++++ Stored data ++++

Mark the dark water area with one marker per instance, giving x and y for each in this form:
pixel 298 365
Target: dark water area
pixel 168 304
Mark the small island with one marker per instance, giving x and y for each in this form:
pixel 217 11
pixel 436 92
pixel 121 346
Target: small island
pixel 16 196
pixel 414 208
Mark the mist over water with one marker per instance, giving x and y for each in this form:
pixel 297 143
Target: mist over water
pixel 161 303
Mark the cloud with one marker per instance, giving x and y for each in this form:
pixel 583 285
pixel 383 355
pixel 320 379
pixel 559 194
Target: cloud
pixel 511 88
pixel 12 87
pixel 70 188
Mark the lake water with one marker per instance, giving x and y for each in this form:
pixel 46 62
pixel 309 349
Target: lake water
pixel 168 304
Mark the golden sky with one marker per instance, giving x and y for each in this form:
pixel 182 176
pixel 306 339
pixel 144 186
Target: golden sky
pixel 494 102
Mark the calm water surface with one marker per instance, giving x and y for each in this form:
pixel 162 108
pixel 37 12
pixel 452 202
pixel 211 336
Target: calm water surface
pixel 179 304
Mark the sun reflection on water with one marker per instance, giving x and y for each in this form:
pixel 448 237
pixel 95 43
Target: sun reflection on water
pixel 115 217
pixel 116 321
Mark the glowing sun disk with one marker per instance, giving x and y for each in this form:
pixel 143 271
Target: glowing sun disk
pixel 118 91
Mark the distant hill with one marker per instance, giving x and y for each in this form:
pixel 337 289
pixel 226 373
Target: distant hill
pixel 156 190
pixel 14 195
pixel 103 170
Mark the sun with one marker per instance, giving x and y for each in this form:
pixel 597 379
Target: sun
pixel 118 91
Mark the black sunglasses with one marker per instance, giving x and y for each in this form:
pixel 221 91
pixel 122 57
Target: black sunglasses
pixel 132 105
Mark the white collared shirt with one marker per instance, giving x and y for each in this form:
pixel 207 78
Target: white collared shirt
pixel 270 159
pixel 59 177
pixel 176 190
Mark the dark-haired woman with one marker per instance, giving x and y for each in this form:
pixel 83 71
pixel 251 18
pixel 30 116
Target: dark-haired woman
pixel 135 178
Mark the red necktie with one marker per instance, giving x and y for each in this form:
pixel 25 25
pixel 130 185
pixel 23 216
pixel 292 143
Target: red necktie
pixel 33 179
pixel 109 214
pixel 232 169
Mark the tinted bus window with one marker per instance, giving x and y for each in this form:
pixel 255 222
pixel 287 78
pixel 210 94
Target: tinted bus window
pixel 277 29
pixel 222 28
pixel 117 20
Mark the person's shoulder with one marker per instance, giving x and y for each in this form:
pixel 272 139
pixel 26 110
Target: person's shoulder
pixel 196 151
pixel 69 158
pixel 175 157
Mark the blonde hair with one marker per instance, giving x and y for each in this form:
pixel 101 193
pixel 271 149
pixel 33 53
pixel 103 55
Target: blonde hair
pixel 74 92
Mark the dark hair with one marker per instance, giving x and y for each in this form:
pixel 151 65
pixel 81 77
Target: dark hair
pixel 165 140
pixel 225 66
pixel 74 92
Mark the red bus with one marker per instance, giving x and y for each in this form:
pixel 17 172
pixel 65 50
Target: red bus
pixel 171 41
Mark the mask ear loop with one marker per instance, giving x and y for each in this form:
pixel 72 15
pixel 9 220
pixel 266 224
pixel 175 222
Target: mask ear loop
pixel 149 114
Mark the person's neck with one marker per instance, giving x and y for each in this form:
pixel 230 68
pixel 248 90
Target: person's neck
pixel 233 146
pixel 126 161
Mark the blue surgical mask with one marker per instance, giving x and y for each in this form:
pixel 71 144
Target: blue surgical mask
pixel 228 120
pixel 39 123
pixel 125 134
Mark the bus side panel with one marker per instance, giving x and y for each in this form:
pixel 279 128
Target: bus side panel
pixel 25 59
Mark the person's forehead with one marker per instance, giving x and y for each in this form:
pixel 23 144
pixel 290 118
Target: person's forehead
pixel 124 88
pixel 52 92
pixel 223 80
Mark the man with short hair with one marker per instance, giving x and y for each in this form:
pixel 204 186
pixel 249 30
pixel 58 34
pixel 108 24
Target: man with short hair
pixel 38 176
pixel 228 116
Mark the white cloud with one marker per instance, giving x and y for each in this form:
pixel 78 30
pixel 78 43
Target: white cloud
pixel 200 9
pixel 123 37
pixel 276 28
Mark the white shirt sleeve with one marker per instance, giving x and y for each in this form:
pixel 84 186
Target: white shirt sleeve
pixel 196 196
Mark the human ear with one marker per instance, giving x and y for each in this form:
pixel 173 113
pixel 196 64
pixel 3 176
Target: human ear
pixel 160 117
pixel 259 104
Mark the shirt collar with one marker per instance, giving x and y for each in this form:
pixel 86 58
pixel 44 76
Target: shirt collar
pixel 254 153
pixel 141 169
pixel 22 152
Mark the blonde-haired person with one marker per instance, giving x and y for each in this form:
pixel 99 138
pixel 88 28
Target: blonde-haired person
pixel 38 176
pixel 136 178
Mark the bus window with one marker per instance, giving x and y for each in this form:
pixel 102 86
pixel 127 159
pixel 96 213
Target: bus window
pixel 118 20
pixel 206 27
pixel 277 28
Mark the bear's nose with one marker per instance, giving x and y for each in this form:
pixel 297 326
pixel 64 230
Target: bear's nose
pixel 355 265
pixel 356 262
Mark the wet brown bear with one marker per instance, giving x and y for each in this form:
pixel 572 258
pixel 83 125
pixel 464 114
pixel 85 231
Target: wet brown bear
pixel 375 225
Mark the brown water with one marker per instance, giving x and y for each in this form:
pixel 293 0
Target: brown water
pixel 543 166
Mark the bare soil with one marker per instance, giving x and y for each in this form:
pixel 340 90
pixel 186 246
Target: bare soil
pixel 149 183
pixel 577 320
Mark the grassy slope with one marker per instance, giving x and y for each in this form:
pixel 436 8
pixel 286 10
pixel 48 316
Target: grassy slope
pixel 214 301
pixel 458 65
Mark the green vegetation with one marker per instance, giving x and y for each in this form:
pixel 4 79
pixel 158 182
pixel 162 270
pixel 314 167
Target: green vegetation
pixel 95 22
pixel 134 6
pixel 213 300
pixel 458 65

++++

__What you will do__: Up to and including the line that holds "pixel 211 336", reproduce the records above exactly from their first line, and give nothing else.

__Written response__:
Mark the dark water area with one marker per instance, giving x and y for each in this form:
pixel 298 365
Target: dark water area
pixel 168 304
Mark the small island with one marker per instance, giving x and y for each in this form:
pixel 217 11
pixel 436 92
pixel 121 346
Target: small island
pixel 16 196
pixel 414 208
Mark the mist over water with one marker per instance, giving x and y for each in this form:
pixel 297 143
Target: mist over water
pixel 161 303
Mark the cloud with one marker per instance, giving x and y for each in this form:
pixel 583 285
pixel 383 355
pixel 320 379
pixel 559 194
Target: cloud
pixel 511 88
pixel 12 87
pixel 70 188
Mark the lake water with one marker per instance, giving x and y for each in this form:
pixel 46 62
pixel 309 349
Target: lake water
pixel 168 304
Mark the golden sky with one marker per instance, giving x and y for each in this form:
pixel 182 176
pixel 306 339
pixel 144 186
Target: golden sky
pixel 494 102
Mark the calm water surface with one marker per instance, giving x and y for each in this form:
pixel 162 108
pixel 37 12
pixel 452 202
pixel 211 336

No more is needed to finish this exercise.